*INSTRUCTIONS TO FOLLOW*.
Every line that appears in the listing is to be set down verbatim.
───
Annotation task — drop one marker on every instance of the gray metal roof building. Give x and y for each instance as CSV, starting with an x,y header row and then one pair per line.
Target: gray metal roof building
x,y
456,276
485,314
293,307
───
*TASK RESPONSE*.
Annotation task — drop one marker on every instance of the gray metal roof building. Give x and y for each instance as CSV, starting with an x,y header row and then one pair per line.
Target: gray metal roof building
x,y
456,276
485,314
293,307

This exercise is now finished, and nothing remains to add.